▶ _How to complete this task_
Lines containing the word "eyebrow" are to be copied from the data below.

(Dataset entries)
<<<<

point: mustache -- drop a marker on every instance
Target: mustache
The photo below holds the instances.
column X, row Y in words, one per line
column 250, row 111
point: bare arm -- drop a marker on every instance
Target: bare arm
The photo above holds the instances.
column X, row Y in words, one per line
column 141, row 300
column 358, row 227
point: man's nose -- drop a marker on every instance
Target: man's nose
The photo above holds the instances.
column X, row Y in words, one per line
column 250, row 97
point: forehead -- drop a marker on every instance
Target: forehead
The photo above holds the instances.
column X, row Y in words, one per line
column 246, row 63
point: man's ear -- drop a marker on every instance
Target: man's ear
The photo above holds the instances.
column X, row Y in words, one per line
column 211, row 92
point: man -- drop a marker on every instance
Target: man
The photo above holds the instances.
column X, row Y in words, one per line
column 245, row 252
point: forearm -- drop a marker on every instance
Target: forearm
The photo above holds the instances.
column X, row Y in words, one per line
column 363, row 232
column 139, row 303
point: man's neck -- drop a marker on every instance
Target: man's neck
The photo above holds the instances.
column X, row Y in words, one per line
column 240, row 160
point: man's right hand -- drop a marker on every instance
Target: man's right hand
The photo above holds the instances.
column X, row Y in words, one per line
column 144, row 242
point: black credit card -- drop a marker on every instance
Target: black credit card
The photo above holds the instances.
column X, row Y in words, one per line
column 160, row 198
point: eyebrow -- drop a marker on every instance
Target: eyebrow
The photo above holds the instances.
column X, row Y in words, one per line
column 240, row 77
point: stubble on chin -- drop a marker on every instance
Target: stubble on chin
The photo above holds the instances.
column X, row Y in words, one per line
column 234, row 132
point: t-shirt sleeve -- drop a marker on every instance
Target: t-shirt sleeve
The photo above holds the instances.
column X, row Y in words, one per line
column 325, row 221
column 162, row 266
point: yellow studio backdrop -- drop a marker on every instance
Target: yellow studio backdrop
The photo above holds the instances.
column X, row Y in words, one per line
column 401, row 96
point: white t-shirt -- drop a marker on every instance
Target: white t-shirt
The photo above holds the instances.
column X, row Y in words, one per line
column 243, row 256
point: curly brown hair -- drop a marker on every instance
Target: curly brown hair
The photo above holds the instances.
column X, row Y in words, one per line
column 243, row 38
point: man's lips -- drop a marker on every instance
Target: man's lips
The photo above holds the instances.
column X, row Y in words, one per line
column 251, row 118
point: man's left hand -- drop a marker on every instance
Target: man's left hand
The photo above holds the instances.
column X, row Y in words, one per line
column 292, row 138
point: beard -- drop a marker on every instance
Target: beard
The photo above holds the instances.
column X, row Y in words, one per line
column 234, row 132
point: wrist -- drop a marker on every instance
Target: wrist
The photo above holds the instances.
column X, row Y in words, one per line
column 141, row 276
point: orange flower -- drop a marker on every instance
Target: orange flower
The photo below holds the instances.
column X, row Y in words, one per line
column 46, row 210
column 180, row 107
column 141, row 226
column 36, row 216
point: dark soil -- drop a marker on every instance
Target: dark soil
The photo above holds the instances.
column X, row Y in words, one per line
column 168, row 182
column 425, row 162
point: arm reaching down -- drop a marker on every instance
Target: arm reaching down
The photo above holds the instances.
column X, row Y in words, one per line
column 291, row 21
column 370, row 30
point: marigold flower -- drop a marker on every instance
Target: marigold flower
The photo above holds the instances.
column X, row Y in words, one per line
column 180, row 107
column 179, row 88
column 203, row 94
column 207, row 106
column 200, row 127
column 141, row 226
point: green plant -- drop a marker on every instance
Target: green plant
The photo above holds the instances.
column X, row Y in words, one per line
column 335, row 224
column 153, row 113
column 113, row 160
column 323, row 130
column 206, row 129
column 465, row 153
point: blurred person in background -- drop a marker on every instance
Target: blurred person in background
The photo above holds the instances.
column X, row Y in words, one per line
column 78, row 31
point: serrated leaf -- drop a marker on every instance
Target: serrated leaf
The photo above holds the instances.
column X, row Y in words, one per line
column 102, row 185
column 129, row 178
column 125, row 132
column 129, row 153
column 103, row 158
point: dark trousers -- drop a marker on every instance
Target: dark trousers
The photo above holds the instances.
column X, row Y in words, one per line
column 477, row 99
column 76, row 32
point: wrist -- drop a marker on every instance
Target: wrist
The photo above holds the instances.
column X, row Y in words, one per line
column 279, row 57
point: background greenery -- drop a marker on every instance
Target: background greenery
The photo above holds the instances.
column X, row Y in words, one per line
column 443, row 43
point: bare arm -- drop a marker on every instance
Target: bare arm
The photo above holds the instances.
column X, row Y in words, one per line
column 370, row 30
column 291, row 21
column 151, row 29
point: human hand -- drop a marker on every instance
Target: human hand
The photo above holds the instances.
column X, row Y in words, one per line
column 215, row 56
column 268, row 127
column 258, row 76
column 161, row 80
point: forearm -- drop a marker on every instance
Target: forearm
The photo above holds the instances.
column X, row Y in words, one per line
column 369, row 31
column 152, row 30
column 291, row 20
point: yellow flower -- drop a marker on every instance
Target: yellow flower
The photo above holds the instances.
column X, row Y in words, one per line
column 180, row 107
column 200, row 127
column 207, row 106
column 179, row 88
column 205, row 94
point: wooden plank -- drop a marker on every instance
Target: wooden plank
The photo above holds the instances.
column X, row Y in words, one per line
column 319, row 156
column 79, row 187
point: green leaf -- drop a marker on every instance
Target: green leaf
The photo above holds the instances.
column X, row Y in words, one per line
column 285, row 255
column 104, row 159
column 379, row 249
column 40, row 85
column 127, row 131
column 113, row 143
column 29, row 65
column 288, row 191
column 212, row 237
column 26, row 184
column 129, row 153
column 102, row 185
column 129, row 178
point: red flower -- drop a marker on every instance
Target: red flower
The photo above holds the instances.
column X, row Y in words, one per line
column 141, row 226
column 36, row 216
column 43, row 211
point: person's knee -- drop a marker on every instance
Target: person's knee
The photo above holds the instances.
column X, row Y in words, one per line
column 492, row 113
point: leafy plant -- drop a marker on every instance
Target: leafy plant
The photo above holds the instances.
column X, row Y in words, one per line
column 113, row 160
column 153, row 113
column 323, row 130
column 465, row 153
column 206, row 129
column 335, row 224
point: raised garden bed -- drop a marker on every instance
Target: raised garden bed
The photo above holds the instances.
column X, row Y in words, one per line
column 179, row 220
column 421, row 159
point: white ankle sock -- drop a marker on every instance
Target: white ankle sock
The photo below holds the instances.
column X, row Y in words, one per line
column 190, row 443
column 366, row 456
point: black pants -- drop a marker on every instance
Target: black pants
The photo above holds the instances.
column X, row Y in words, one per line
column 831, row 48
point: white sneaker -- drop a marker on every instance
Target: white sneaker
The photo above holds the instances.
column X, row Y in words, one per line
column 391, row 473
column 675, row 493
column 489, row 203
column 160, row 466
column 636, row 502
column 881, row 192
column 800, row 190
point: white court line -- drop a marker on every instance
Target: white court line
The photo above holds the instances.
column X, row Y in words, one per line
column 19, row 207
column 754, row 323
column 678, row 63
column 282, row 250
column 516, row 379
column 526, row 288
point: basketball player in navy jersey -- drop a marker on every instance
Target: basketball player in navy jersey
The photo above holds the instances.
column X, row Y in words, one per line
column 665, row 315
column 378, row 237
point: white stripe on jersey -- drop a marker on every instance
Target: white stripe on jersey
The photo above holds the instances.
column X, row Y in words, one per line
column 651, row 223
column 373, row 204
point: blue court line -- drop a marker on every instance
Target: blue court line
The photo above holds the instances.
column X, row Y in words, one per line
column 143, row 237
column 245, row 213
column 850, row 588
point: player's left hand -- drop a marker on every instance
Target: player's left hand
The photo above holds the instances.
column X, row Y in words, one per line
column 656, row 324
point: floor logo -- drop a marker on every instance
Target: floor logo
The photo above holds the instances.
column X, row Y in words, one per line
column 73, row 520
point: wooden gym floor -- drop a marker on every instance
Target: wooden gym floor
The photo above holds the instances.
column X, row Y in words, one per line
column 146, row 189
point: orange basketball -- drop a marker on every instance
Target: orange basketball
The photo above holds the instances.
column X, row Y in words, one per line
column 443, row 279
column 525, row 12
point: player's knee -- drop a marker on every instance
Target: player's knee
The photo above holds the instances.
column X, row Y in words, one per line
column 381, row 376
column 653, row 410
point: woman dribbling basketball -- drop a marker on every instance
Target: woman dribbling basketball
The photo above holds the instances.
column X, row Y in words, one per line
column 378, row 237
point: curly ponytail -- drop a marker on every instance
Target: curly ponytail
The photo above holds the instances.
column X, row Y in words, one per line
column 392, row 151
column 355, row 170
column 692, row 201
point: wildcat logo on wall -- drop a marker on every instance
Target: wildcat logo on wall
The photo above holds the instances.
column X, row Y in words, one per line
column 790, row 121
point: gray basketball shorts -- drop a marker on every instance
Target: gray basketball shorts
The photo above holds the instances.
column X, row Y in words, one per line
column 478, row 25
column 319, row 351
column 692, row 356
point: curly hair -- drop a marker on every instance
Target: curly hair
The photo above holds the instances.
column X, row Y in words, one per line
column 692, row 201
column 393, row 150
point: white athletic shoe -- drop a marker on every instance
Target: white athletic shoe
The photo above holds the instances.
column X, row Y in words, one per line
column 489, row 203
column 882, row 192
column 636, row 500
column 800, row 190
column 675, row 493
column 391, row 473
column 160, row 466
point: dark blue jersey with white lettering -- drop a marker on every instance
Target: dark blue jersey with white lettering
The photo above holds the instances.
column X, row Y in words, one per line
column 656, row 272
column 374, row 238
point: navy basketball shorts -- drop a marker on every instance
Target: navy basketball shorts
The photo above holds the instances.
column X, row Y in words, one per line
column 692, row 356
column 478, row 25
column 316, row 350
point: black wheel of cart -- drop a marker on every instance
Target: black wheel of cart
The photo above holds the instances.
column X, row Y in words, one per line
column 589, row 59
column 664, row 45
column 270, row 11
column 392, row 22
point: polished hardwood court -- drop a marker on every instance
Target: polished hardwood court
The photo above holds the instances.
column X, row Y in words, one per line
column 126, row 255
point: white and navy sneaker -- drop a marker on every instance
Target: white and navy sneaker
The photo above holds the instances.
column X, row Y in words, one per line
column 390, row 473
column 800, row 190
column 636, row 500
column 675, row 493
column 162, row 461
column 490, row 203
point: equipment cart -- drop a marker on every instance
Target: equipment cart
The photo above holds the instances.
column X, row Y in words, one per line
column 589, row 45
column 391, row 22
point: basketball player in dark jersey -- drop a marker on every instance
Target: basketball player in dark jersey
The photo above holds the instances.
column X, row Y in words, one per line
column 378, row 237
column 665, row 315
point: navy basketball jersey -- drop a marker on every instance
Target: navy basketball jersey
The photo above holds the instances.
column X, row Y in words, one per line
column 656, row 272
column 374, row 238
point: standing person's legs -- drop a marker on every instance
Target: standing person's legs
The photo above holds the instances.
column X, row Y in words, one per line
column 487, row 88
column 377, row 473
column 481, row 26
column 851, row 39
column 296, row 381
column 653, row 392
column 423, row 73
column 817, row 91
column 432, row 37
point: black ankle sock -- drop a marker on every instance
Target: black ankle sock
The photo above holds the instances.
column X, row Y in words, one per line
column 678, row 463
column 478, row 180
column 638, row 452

>>>>

▶ _Response to the task_
point: eyebrow -- drop a marker on every instance
Target: eyebrow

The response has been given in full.